Records contained in a dataset:

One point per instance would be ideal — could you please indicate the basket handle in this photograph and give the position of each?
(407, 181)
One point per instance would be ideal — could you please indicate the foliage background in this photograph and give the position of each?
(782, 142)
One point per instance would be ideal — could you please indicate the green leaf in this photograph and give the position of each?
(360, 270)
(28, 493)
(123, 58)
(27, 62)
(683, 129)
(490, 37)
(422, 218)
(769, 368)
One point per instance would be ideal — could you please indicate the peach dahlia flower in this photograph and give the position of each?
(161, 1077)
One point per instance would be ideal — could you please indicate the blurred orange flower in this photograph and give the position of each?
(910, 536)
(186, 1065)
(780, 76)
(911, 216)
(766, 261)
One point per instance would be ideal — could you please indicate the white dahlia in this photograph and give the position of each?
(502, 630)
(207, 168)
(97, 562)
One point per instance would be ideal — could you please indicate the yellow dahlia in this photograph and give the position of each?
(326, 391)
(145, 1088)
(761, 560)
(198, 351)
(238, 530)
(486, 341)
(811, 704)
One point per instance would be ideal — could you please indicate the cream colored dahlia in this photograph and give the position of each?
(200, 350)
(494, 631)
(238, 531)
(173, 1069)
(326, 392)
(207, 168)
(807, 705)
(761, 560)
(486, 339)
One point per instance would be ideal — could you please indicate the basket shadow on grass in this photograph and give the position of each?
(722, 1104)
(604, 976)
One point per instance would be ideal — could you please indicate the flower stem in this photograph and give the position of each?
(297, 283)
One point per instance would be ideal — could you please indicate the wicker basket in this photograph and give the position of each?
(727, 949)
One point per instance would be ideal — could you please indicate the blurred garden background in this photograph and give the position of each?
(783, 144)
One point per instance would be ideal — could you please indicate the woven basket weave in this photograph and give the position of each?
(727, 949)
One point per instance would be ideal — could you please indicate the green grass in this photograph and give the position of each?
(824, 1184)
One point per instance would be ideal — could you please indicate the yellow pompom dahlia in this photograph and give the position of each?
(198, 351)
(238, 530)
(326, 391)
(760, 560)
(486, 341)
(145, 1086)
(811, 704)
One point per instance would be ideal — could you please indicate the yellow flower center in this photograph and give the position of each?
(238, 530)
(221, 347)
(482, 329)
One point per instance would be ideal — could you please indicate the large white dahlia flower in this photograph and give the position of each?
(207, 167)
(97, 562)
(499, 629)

**TASK BRIEF:** Once you have read the records, output each one exactly as written.

**ANSWER BOX:**
One point per instance would be ideal — could you please indicate the basket handle in this photograph and give the position of each?
(407, 181)
One point per instance would be ideal — could you please indicate the foliage background in this photograph and give the position of each?
(782, 142)
One point per instance would be ideal — could you please indicate the green leaf in this photograph and give the position of each?
(360, 270)
(28, 493)
(123, 58)
(27, 62)
(683, 129)
(490, 37)
(422, 218)
(769, 368)
One point per instance would be ideal — could you please indicate the peach dahlia flower in this photograph and give the position of each?
(161, 1077)
One point per instance would be ideal — could you please indicate the blurred orange flower in this photograph and give the position of each?
(910, 536)
(186, 1065)
(780, 76)
(911, 216)
(766, 261)
One point per instance would be ideal — could you please indicate the white dahlia in this photograph and give the position of each?
(502, 630)
(207, 168)
(97, 562)
One point per instance would be ideal — could you please indicate the yellow dahlia in this photograph and give the position of each?
(326, 391)
(145, 1088)
(761, 560)
(198, 351)
(238, 530)
(486, 341)
(811, 704)
One point per instance would be ideal — could you please indicate the cream colored dahlia in this photograph and give the position of each?
(200, 350)
(494, 631)
(238, 531)
(173, 1069)
(326, 392)
(207, 168)
(807, 705)
(761, 560)
(486, 339)
One point per instance would be ideal — could you please indicate the basket shadow on grass in this photograph and give the position of each?
(722, 1104)
(604, 976)
One point per instance would be ideal — could you please indicate the flower stem in this photograph and give the position of each?
(297, 283)
One point per instance would be ideal — could you please indicate the wicker basket in this photograph and give the position of each?
(727, 949)
One point per instance would be ideal — could you please indicate the blurred garden background in this photograph and give the position of each?
(783, 144)
One point per instance would be ideal — could you please indicate the woven basket weave in this photograph and give the position of each?
(727, 949)
One point per instance would be ideal — could you please indicate the green grass in this photograph and give the position of each?
(824, 1184)
One point per instance would be ideal — could you please indicate the yellow pompom dahlia in this photograph and give the position of each?
(198, 351)
(238, 530)
(326, 391)
(760, 560)
(486, 341)
(145, 1086)
(811, 704)
One point per instance would be ideal — could you please indicate the yellow flower center in this photograph and give the position of each?
(238, 530)
(221, 347)
(482, 329)
One point per instance would be ideal — could you please indicate the large white dahlia flower in this photograph and give the position of each?
(207, 167)
(97, 562)
(499, 629)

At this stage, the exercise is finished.